Work order: Set down every record below exactly as it stands, leaving out the pictures.

Data to examine:
- Opening Delimiter -

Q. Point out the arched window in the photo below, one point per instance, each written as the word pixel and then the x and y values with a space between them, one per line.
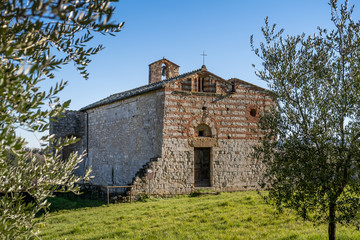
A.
pixel 67 150
pixel 203 130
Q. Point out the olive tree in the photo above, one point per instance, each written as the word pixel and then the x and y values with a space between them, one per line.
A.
pixel 310 143
pixel 38 37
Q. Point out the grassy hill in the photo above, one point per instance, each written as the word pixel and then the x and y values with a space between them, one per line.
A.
pixel 240 215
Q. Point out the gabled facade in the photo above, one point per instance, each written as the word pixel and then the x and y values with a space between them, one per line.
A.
pixel 189 131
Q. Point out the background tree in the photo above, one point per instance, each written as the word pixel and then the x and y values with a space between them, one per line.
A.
pixel 311 147
pixel 36 38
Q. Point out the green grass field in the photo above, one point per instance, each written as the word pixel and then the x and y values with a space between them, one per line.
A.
pixel 240 215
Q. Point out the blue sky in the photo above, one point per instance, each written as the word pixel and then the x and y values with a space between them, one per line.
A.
pixel 180 31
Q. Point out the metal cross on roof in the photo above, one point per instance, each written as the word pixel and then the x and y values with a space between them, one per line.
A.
pixel 204 55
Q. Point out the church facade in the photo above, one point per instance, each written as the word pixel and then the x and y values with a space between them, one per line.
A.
pixel 182 131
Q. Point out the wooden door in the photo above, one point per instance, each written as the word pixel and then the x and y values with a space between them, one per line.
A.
pixel 202 167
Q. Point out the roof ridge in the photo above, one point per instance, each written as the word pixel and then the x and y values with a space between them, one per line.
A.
pixel 135 91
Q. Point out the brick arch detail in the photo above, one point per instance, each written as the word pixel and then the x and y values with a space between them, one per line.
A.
pixel 195 121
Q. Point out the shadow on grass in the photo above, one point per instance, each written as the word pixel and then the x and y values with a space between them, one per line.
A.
pixel 68 202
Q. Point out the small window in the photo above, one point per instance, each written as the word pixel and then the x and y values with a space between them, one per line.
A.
pixel 253 112
pixel 202 130
pixel 164 71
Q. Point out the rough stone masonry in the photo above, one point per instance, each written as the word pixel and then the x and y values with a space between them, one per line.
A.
pixel 193 130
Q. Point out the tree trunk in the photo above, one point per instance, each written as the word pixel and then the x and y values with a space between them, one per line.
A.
pixel 332 221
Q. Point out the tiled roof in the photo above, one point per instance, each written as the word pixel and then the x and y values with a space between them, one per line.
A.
pixel 136 91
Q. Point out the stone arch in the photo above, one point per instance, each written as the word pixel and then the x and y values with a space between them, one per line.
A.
pixel 164 70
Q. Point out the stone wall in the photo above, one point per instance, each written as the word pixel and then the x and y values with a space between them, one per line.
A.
pixel 227 113
pixel 71 123
pixel 123 136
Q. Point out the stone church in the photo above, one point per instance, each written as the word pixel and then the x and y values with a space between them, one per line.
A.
pixel 184 131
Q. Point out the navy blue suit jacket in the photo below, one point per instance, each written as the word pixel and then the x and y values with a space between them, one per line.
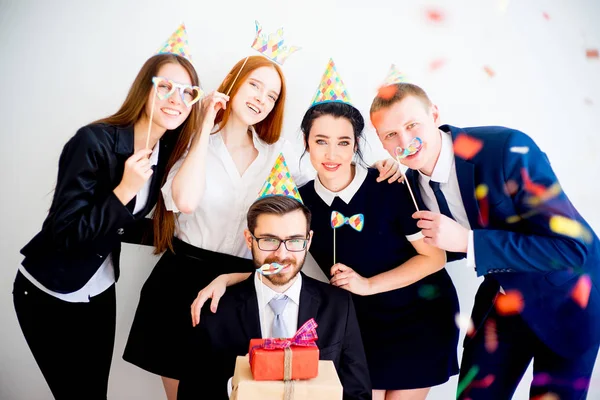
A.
pixel 526 255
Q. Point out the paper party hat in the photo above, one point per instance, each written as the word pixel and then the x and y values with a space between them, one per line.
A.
pixel 177 44
pixel 331 87
pixel 273 46
pixel 280 181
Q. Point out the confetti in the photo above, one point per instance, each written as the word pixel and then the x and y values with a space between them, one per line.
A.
pixel 511 188
pixel 481 194
pixel 592 53
pixel 481 191
pixel 464 323
pixel 546 396
pixel 519 149
pixel 466 146
pixel 510 304
pixel 581 291
pixel 491 336
pixel 435 15
pixel 569 227
pixel 469 376
pixel 436 64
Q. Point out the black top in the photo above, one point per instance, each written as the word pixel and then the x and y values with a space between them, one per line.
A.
pixel 86 221
pixel 401 325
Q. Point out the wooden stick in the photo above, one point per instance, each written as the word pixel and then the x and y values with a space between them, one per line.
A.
pixel 333 246
pixel 238 74
pixel 151 116
pixel 409 188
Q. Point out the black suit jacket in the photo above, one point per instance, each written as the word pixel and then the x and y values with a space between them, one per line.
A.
pixel 226 334
pixel 86 221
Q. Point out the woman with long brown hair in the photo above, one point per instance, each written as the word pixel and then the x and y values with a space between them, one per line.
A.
pixel 109 178
pixel 209 189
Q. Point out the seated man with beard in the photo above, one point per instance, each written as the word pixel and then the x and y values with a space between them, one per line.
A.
pixel 278 232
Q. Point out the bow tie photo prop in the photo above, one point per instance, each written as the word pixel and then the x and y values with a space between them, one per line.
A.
pixel 413 148
pixel 357 222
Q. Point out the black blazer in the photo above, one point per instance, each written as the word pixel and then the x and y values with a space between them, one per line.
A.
pixel 86 221
pixel 226 334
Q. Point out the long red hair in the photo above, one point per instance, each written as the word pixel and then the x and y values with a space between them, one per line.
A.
pixel 269 130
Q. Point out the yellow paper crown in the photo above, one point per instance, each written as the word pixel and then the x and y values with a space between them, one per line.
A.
pixel 394 76
pixel 273 47
pixel 280 181
pixel 331 87
pixel 177 44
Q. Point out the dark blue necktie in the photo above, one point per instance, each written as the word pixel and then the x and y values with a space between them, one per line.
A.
pixel 441 199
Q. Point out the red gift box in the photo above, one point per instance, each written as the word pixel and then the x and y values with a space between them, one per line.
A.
pixel 286 359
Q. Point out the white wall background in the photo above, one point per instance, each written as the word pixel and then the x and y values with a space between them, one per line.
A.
pixel 65 63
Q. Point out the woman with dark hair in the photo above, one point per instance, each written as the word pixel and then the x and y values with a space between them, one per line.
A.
pixel 109 178
pixel 210 188
pixel 405 300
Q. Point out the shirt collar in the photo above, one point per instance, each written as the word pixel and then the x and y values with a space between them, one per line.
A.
pixel 293 292
pixel 259 144
pixel 443 167
pixel 345 194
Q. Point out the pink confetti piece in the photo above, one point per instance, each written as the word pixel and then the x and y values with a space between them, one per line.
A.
pixel 581 291
pixel 592 54
pixel 511 303
pixel 435 15
pixel 489 71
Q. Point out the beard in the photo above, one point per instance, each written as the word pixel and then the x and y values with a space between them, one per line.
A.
pixel 281 278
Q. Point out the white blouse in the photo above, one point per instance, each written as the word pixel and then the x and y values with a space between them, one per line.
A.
pixel 218 222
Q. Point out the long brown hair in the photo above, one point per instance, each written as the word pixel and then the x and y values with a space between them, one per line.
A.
pixel 133 109
pixel 269 130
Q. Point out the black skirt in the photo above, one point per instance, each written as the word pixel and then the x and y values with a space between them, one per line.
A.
pixel 159 337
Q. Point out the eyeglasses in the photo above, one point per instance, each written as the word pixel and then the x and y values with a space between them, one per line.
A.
pixel 273 244
pixel 165 88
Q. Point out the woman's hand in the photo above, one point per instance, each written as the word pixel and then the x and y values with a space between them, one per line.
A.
pixel 346 278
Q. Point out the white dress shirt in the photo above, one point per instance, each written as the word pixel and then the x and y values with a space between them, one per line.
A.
pixel 349 191
pixel 444 172
pixel 290 312
pixel 105 275
pixel 218 222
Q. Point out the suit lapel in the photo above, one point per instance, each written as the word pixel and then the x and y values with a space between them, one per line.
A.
pixel 309 302
pixel 248 310
pixel 465 172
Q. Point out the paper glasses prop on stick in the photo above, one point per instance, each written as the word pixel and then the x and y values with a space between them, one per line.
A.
pixel 272 47
pixel 163 88
pixel 413 147
pixel 357 222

- Closing Delimiter -

Exercise answer:
Q. Point out the arched window in the photo below, one point per instance, each written as the word pixel and then the x and y values with a space between them, one per line.
A.
pixel 67 150
pixel 203 130
Q. Point out the olive tree in the photo above, one point per instance, each written as the word pixel and then the x and y values with a space between them, one per line.
A.
pixel 310 143
pixel 38 37
Q. Point out the grassy hill in the photo above, one point per instance, each written as the word pixel and then the x and y values with a space between them, one per line.
A.
pixel 240 215
Q. Point out the gabled facade in the photo above, one point per instance, each written as the word pixel and then the x and y values with a space between them, one per line.
A.
pixel 189 131
Q. Point out the background tree in the photo above, one point per instance, each written as the word pixel and then the x and y values with a space between them, one per line.
A.
pixel 311 147
pixel 36 38
Q. Point out the green grass field in the photo above, one point per instance, each written as the word pixel and then the x and y values with a space between them, one per line.
A.
pixel 240 215
Q. Point out the blue sky in the photo above, one point per instance, each written as the word pixel and then the x and y values with a space between them, one per line.
A.
pixel 180 31
Q. Point out the metal cross on roof in the photo above, one point per instance, each written as the word pixel and then the x and y values with a space between them, one per line.
A.
pixel 204 55
Q. Point out the church facade in the photo above, one point per instance, each written as the word pixel and then the x and y values with a space between them, one per line.
A.
pixel 182 131
Q. Point out the wooden door in the photo above, one point per instance, each written as the word pixel and then the x and y values with a space between them, one per line.
A.
pixel 202 167
Q. Point out the roof ridge in the photo above, one point per instance, each written as the word pixel and then the x and y values with a space between them, one per line.
A.
pixel 135 91
Q. Point out the brick arch detail in the photo above, one point per instance, each written as the word pixel and then the x and y values with a space between them, one per line.
A.
pixel 195 121
Q. Point out the shadow on grass in the photo above, one point per instance, each written as the word pixel and then the x and y values with a space between them, one per line.
A.
pixel 68 202
Q. Point out the small window in the photo above, one point per instance, each written as the word pixel and then the x and y values with a space between them, one per line.
A.
pixel 253 112
pixel 202 130
pixel 164 71
Q. Point out the rough stone masonry in the photo above, one point per instance, each written as the word pixel and then the x and y values with a space between them, one per line.
A.
pixel 193 130
Q. Point out the tree trunk in the photo above, one point per instance, each written as the word pixel and then the x and y values with a space between them, one per line.
A.
pixel 332 221
Q. Point out the tiled roof in the photo above, one point per instance, each written as the word pixel and then the x and y values with a space between them, one per line.
A.
pixel 136 91
Q. Point out the stone arch in the photo above, one point per instance, each written as the word pixel and then the x and y values with a space between them, one per line.
A.
pixel 164 70
Q. Point out the stone wall in the photo above, one point per instance, each written as the word pixel and then the x and y values with a space between them, one per line.
A.
pixel 227 113
pixel 71 123
pixel 123 136
Q. Point out the stone church in the photo above, one point per instance, each written as the word pixel and then the x and y values with a space between them, one per line.
A.
pixel 184 131
Q. Point out the navy blue suit jacket in the photo below, one point per instance, each written as the word pixel and then the x and y values with a space between them, one per line.
A.
pixel 526 255
Q. Point out the paper party hat in the photo above, one point per instance, each written as the word pixel and then the x and y values with a space between them, one per line.
A.
pixel 177 44
pixel 331 87
pixel 273 46
pixel 280 181
Q. Point out the confetti in the photo above, one point per instance, each written as the word pixel and then the x and y values with a space between them, one per line.
A.
pixel 511 188
pixel 481 194
pixel 592 53
pixel 481 191
pixel 464 323
pixel 546 396
pixel 519 149
pixel 466 146
pixel 510 304
pixel 581 291
pixel 491 336
pixel 435 15
pixel 569 227
pixel 469 376
pixel 436 64
Q. Point out the black top in the photo above, one point per instance, each written as the word pixel and then the x and y values with a space between them, one per line.
A.
pixel 86 221
pixel 401 325
Q. Point out the wooden stick in the photo above, one point per instance, each written as the word pixel and then the x and y values with a space between them, one per line.
A.
pixel 333 246
pixel 238 74
pixel 151 116
pixel 409 188
Q. Point out the black suit jacket in the photo above, one point per instance, each written as the word pixel and then the x and y values with a space between them, one per line.
A.
pixel 226 334
pixel 86 221
Q. Point out the woman with long brown hair in the photo above, one point per instance, each written as the word pixel and then the x and y values with a space between them, one per line.
A.
pixel 109 178
pixel 209 189
Q. Point out the seated man with beard in the photo above, one point per instance, each written as the word pixel and then the x and y values with a space between them, one per line.
A.
pixel 278 232
Q. Point out the bow tie photo prop in the photo above, one point per instance, each written as the word pixel and then the x and y values with a space between them, one per line.
A.
pixel 413 148
pixel 357 222
Q. Point out the black blazer in the photo above, one point per instance, each written as the word pixel and then the x and y values with a space between them, one per line.
A.
pixel 86 221
pixel 226 334
Q. Point out the long red hair in the photo above, one point per instance, each written as the word pixel and then the x and y values with a space between them, one per line.
A.
pixel 269 130
Q. Point out the yellow paper crown in the photo above, one point per instance, each written as the word pixel and then the x and y values with a space between them, one per line.
A.
pixel 394 76
pixel 273 47
pixel 280 181
pixel 331 87
pixel 177 44
Q. Point out the dark blue necktie in the photo above, one point per instance, each written as the word pixel and then the x and y values with a space between them, one per line.
A.
pixel 441 199
Q. Point out the red gift box in the photo above, one point per instance, each written as the word pixel and then the x and y values with a space between them, one per line.
A.
pixel 286 359
Q. Point out the white wall background in the photo above, one point per instance, each written as the word pixel and then the x and y values with a space between them, one per line.
A.
pixel 65 63
Q. Point out the woman with dark hair in the photo above, one point per instance, each written as the word pixel and then the x and y values with a space between them, one per line.
A.
pixel 109 178
pixel 210 188
pixel 405 300
Q. Point out the shirt collar in the photo above, one point per instance, each written as the word pixel and then the x and y values with a space between them, one per line.
A.
pixel 293 292
pixel 259 144
pixel 443 167
pixel 345 194
Q. Point out the pink confetti piece in the photo above, one point per instance, each written as the word pixel and then the x and y values with a space between them, one per line.
A.
pixel 581 291
pixel 592 54
pixel 511 303
pixel 435 15
pixel 489 71
Q. Point out the beard in the photo above, one point per instance, each written as the word pixel and then the x and y values with a space between them, one per line.
A.
pixel 281 278
Q. Point out the white blouse in the photo above, one point per instance, each written as the word pixel and then the x and y values with a space between them, one per line.
A.
pixel 218 222
Q. Point out the long brown hair in the photo above, one point per instance, each written as the word pixel and then the x and y values with a space between them, one per line.
A.
pixel 133 109
pixel 269 130
Q. Point out the black skirt in the photo above, one point per instance, each written as the word pixel and then the x and y values with a space between them, one per line.
A.
pixel 159 337
Q. Point out the eyeglasses in the photo above, one point per instance, each written as the word pixel and then the x and y values with a space between them, one per line.
A.
pixel 273 244
pixel 165 88
Q. Point out the woman's hand in the photo above, one point per instance, each written as the word pixel and then the x and y values with a space between them, one per line.
A.
pixel 346 278
Q. Point out the white dress shirt in the photo above, one point per instance, each written as the word pixel and then the x and y values with a space between them, one per line.
A.
pixel 349 191
pixel 444 172
pixel 290 312
pixel 105 275
pixel 218 222
Q. Point out the suit lapel in the photo above, one point per instance, each written as the word pixel and then the x and y values with a space between them, one per line.
A.
pixel 309 302
pixel 248 310
pixel 465 172
Q. Point out the paper glasses prop on stick in the photo above, one point per instance, each written as the word pixel and then the x and y values with a space between them, one per line.
A.
pixel 272 47
pixel 163 88
pixel 413 147
pixel 357 222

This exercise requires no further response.